* _What is expected_
Copy the data from its first line through the line containing "<point>63,471</point>", keeping every line, and scale each answer coordinate by 0.9, rounding to a whole number with halves rounded up. Leave all other numbers and text as they are.

++++ Exercise data ++++

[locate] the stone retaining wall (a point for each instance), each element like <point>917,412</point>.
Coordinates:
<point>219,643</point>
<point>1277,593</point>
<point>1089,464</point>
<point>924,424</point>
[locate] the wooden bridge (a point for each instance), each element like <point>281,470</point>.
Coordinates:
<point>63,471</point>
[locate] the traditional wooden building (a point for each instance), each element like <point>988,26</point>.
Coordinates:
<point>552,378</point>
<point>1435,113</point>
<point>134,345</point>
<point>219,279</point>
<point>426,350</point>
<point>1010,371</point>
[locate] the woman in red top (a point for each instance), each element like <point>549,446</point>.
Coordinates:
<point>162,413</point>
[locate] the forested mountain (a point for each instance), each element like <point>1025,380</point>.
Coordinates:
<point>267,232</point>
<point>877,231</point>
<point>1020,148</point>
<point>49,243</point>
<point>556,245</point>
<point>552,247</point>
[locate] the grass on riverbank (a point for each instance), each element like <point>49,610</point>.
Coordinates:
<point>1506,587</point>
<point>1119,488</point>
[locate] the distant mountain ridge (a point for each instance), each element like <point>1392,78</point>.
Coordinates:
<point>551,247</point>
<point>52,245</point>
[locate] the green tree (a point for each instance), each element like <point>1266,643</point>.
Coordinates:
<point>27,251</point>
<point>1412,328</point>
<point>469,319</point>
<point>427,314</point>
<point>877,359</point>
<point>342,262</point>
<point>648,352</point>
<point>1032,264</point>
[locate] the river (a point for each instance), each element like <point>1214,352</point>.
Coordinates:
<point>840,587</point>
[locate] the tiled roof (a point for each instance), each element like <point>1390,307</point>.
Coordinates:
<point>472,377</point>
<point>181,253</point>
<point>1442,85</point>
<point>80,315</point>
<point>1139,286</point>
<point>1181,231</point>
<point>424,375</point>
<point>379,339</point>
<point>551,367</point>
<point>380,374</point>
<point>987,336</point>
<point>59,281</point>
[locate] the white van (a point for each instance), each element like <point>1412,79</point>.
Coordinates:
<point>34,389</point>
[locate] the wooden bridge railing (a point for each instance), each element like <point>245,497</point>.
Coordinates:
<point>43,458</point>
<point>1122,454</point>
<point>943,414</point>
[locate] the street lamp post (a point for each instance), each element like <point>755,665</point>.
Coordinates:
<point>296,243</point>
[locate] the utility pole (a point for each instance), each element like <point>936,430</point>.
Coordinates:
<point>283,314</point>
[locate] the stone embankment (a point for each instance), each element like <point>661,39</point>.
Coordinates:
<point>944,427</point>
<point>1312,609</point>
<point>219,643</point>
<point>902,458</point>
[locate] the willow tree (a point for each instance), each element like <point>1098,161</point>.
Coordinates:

++++

* _Exercise answer_
[locate] the stone retaining wall (a point for each instance), each element like <point>917,412</point>.
Coordinates:
<point>197,579</point>
<point>1149,534</point>
<point>980,418</point>
<point>832,382</point>
[locate] the wooden bridge (a point for each instance), each element like <point>281,470</point>.
Coordinates:
<point>57,424</point>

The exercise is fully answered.